══ EXERCISE MATERIALS ══
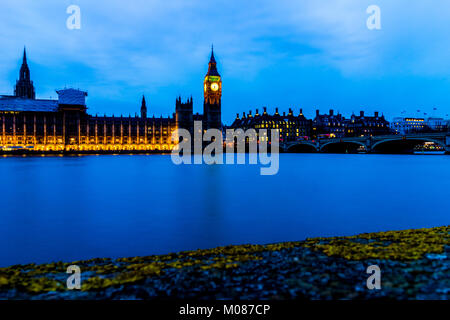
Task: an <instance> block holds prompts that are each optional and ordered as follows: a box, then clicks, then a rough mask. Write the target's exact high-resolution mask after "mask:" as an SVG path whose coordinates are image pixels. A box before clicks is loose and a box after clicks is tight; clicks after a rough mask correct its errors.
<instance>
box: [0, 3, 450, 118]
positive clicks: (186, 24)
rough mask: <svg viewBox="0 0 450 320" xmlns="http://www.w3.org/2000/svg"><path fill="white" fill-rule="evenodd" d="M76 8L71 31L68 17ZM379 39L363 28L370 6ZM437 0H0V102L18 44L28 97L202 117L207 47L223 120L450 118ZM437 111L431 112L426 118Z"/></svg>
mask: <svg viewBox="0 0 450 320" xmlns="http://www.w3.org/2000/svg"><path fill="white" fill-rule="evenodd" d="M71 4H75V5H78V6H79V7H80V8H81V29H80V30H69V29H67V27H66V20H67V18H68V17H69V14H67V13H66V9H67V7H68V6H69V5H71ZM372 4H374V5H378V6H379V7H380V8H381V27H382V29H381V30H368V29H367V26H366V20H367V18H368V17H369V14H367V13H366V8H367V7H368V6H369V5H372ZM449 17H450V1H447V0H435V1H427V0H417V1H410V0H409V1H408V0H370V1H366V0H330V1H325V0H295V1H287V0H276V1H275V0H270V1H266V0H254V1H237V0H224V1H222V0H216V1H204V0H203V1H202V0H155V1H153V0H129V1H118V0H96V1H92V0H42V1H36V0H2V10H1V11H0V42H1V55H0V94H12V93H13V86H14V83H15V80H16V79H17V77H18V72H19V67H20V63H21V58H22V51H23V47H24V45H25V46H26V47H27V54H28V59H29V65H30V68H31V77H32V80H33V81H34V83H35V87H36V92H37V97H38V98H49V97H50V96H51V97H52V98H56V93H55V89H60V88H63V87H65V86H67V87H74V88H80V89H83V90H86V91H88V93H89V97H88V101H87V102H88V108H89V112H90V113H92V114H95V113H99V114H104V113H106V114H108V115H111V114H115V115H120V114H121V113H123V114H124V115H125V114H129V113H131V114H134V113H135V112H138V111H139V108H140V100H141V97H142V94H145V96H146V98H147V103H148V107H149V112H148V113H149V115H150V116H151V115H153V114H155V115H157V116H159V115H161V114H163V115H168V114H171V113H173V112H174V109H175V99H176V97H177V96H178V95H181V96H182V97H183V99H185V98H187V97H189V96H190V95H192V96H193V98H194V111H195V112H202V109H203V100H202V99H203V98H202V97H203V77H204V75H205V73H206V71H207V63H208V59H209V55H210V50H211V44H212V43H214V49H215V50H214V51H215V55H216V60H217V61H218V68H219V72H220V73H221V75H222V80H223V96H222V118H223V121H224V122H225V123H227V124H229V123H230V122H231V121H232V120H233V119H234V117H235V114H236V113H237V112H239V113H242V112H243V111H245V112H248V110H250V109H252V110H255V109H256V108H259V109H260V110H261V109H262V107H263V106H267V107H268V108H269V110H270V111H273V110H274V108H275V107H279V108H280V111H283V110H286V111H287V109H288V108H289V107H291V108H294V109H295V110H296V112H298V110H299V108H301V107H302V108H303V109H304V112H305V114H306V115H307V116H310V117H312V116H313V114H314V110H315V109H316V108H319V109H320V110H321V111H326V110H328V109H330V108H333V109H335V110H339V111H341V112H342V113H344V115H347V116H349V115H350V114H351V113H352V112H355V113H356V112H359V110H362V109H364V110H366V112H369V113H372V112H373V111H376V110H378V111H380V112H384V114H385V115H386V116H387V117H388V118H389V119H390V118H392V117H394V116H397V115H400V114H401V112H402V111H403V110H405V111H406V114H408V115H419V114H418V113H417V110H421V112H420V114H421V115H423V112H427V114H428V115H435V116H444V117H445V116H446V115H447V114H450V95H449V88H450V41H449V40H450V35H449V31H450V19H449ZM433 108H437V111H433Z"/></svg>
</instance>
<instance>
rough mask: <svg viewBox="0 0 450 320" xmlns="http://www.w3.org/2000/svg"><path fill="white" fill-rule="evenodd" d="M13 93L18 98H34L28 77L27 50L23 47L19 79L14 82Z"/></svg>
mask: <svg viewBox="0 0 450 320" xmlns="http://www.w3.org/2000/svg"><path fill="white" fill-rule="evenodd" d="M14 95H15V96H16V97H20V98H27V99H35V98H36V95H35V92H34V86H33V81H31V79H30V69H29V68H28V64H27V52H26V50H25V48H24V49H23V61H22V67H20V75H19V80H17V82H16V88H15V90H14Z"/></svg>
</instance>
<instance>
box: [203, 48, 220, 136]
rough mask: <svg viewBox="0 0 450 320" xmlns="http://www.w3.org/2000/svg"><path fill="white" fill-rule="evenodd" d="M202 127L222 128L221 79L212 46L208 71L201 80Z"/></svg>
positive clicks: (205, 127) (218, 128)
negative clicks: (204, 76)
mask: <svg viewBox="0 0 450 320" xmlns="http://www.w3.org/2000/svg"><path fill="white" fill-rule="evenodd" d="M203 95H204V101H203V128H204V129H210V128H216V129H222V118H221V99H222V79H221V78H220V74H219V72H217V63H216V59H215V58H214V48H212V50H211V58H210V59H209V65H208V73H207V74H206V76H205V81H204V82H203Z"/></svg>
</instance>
═══
Extract, word for word, each line from the top of the data down to and including the line with "positive clicks: (186, 24)"; skip the pictures.

Task: an <instance> block holds prompts that are each optional and ordered as follows: a box, then clicks, then a rough mask. Write the target's exact high-resolution mask after "mask:" as an SVG path whose coordinates are image pixels. A box before clicks is loose and a box after clicks is tight; clicks after a rough mask correct its errors.
<instance>
box: [0, 3, 450, 118]
positive clicks: (186, 24)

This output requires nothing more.